What you will do:
**a)** Return a passage from the essay on raising kids to be colorblind. Begin at the words "We don’t see" and stop after "we weren’t racist.".
**b)** Write the next part of the essay on raising kids to be colorblind, picking up right after its final sentence.

Text shown:
----------
I thought I had it right.
I raised them the way I had been taught.
We don’t see color, we see character.
But I think I did it wrong.
After all, when I was growing up my mother started her own company in the late 80’s and hired a black woman to be one of her Vice Presidents. We loved Rita. She was bold and wise, smart and kind and kick ass at her job. My high school best friend was black. I loved her. We were friendly with the one mixed race family at church. I was friends with one of the kids. I liked her family. We didn’t see anyone as different than ourselves so clearly we weren’t racist.
Then I had kids and thought I had it right. I taught them the same things my parents taught me. All people are valuable. Race isn’t an issue. We love people for who they are, not the color of their skin. Initially it worked. When one of the oldest kids came home from school and told a story about their friend with the brown hair it took awhile to realize she meant the kid who I also knew to have brown skin. I was so proud! Look! She doesn’t see color!
But then they started to see it.
And I was distraught.
The first time a kid came home and explained someone by the color of their skin I was perplexed and thought I had literally ruined my child for all humanity. Weren’t kids supposed to be the innocent ones? I was worried, I read more books, I looked for affirmation that I was teaching the right things. All signs pointed to colorblind being the right way to go. And all of a sudden I was keenly aware that my kid was not, indeed, colorblind.
Over time I worried less but still taught by word and by action that we were not a family that tolerated racism. I grew, my kids grew. If you know me you also know…I had more kids. It’s kind of what I do. And now we’re raising the last three kids at home with the caboose being quite an intelligent and big hearted child, Chloe. Still not racist. Still trying to raise kids in the ways of love and acceptance. Still doing the best I could or at least I thought I was.
My dear friend Kelli came into my life about four years ago give or take. She would come to my house to shop in my boutique, sometimes with a group, sometimes with her incredible mother, often just by herself. My kids all enjoyed her but Chloe in particular was always running for a hug and a squeeze from Ms. Kelli. I told Chloe one day that Ms. Kelli was coming over and she wanted to draw her a picture. When Kelli got here and Chloe pulled her picture out I was surprised to see her accurate drawing of herself with her peach skin tone and Ms. Kelli with her black skin tone and for half a second I thought to myself “Oh shoot-is this ok? This isn’t colorblind.” And being who she is, Kelli grabbed Chloe and gave her a big squeeze and told her how well she did with her drawing and how much she loved how Chloe even got the color of each of their skin right.
----------
Listed entries:
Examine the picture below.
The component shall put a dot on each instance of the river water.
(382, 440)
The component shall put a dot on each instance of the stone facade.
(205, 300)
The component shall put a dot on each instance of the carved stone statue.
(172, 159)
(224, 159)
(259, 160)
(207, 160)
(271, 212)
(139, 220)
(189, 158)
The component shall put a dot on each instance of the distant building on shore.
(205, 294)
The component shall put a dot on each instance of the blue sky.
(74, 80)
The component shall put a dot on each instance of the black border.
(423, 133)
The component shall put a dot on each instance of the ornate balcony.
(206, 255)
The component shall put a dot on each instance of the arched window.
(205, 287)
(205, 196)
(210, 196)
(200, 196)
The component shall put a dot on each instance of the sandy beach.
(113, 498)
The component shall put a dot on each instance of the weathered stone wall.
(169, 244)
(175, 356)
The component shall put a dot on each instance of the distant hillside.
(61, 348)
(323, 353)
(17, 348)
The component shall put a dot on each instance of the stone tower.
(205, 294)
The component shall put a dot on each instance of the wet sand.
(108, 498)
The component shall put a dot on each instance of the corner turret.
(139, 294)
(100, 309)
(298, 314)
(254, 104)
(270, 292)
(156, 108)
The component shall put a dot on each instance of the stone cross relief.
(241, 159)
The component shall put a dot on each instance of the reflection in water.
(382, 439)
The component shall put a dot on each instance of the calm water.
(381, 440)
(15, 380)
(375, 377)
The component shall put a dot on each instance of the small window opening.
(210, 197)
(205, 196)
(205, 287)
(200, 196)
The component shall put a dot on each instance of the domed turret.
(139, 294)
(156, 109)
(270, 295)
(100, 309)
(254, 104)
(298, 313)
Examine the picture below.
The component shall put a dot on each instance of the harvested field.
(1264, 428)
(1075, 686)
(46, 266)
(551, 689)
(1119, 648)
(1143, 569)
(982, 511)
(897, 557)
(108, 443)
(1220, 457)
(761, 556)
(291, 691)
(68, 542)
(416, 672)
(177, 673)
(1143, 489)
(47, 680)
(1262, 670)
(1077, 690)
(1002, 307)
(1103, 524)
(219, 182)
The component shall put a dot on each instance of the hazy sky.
----------
Final results:
**a)**
We don’t see color, we see character.
But I think I did it wrong.
After all, when I was growing up my mother started her own company in the late 80’s and hired a black woman to be one of her Vice Presidents. We loved Rita. She was bold and wise, smart and kind and kick ass at her job. My high school best friend was black. I loved her. We were friendly with the one mixed race family at church. I was friends with one of the kids. I liked her family. We didn’t see anyone as different than ourselves so clearly we weren’t racist.

**b)**
I would love to tell you a story of how enlightened I’ve always been.
I would love for you to see my heart and know I love people of many races.
I would love to tell this particular story and tell you it was ten or twenty years ago.
But I can’t. I wasn’t. And this was a couple years ago. It wasn’t until that moment that I fully realized that my children are not colorblind. And THAT is what the innocence of children is-not that they don’t see color, but that it doesn’t register as a way to sort people into good or bad, positive or negative, black or white. It’s just a shade of skin color to them. They aren’t impervious to it. They see it. It’s part of who we all are and impossible to actually ignore.
I was the one who had it wrong.
I thought colorblind was the best way.
I dismissed the fact the kids knew better than me all along.
I should have been quicker to let them teach me.
So my kids are not colorblind. Colorblind is not the goal. When we say we are colorblind, we are saying we don’t see the discrimination or racism, we are dismissing the experience that our black brothers and sisters have and we are pretending something doesn’t exist when it really does. I have learned by listening that colorblind is in it’s practice, not recognizing some of the most important parts of who our friends are. It’s turning a blind eye to our own blindspots and makes it easier to dismiss situations where subtle racism blossoms and grows. Colorblind makes it more difficult for people of color as a whole to express their feelings and share their stories without some of us downplaying it or doubting them because we ourselves think we’re not racist, we’re colorblind. It’s dismissive and downplays the very realities of racial injustices and inequities. Our black brothers and sisters and their children do not have the privilege nor the luxury of being colorblind or not seeing color.
So what’s the answer?
What do we say now?
“I see you. I honor you. I value your input.
I will be educated about your lived experiences.
I will work against the racism that harms you.
You are beautiful. Tell me how to do better.”
Ms. Kelli has some advice too:
“Instead [of saying you don’t see color]perhaps you could try one of these phrases:
“I don’t define people by skin color.”
“I never allow race to determine who I love.”
“I love my friends, regardless of color.”
“I love that I have friends of all different races. Variety is the spice of life.”
“My family and I embrace diversity”
I am still learning. I will always be learning. When we stay open to new thoughts and new information we can’t go wrong. But it truly wasn’t until I humbled myself to defer to the men and women with different color skin than me, that I understood at my core what was inherently wrong in claiming not to see color.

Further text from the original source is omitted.